- What you are asked to do -
Could you rewrite the part of the material below that opens with its first line and closes with the line containing "(1166, 589)" as a numbered list, both ends included and blank lines left out?

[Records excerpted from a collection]
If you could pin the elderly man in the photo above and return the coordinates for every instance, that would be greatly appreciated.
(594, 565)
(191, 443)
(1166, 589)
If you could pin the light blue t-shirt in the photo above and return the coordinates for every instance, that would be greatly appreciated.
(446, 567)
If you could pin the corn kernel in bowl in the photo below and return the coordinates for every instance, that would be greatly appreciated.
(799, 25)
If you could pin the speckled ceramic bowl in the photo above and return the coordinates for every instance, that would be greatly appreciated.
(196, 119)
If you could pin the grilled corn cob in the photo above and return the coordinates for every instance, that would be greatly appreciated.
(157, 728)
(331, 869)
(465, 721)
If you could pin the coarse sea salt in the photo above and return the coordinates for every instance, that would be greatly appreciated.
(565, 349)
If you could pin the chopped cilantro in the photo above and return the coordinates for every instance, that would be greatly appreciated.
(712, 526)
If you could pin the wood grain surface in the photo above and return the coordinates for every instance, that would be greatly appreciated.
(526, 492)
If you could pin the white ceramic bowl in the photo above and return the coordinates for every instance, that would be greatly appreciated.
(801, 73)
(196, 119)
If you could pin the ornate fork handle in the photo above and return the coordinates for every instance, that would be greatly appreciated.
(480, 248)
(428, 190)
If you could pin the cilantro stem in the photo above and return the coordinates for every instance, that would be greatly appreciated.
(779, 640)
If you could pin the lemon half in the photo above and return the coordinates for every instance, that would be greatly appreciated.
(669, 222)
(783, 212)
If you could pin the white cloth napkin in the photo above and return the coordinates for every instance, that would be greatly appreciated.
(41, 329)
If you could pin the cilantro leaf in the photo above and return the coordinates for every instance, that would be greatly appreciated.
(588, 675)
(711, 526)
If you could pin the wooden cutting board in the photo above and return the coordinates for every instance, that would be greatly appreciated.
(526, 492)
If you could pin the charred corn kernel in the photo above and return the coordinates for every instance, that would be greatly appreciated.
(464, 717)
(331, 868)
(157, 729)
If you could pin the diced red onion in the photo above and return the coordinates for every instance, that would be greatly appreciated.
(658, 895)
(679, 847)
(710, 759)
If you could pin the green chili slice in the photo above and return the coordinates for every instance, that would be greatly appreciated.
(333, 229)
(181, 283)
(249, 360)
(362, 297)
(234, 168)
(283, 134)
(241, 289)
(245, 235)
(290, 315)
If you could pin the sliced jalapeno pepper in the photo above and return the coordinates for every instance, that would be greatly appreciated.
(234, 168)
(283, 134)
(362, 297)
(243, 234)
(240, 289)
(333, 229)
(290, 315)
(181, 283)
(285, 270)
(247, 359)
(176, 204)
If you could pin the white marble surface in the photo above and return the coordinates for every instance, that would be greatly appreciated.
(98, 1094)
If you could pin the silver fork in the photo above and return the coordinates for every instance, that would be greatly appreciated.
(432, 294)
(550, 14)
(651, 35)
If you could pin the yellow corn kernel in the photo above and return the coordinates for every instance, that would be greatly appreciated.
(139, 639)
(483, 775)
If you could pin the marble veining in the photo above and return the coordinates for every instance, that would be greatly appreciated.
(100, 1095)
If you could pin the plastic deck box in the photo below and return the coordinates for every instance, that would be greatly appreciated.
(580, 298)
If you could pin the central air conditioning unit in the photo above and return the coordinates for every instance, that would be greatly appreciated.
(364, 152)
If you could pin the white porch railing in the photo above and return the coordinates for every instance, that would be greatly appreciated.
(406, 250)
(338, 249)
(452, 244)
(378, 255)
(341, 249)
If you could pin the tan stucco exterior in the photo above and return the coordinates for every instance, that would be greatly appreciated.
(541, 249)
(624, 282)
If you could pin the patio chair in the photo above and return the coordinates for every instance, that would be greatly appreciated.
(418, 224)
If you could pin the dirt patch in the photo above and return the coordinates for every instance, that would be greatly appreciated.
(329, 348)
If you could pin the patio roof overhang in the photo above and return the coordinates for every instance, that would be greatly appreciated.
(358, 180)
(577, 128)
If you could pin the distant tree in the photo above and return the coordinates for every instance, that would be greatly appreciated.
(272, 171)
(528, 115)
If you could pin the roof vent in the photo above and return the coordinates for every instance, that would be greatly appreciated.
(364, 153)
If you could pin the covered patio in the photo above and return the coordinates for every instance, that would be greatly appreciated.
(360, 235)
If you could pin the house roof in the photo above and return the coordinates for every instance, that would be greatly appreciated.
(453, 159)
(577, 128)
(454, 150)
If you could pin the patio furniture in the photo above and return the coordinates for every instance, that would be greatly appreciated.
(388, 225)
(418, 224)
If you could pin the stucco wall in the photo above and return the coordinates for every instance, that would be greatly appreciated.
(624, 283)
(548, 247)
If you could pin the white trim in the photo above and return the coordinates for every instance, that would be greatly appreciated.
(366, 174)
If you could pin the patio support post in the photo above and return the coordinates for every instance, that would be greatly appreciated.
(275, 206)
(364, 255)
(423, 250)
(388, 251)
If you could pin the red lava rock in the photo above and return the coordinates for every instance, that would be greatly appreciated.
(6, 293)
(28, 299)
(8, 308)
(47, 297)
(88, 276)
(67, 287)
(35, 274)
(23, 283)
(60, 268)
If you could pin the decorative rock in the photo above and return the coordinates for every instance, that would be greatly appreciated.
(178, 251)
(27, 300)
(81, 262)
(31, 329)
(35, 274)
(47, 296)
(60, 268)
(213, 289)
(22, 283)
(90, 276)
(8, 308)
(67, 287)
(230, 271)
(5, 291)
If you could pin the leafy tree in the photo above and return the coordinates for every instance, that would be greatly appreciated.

- Written solution -
1. If you could pin the elderly man in the photo above and return the coordinates for every instance, that would be greatly appreciated.
2. (594, 565)
3. (191, 443)
4. (1166, 589)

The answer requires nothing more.